Records drawn from a dataset:
※
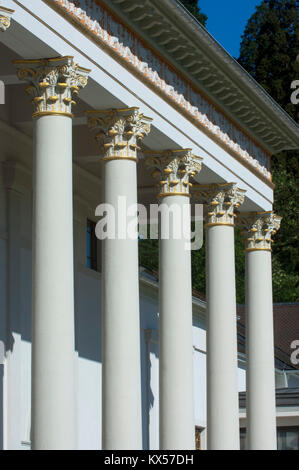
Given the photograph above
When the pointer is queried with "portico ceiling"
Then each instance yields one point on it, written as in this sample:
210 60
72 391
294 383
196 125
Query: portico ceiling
188 46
※
▶ **YOUR OBJECTIVE**: Write out again every line above exactly as given; the pictures do not belong in the copy.

▶ **ANSWER SECTION**:
Given the photograph above
When the pointer is queried with "portico ceiling"
Then each instance yields one point on it, written as in this sample:
210 60
72 391
294 383
196 125
Query: portico ceiling
188 46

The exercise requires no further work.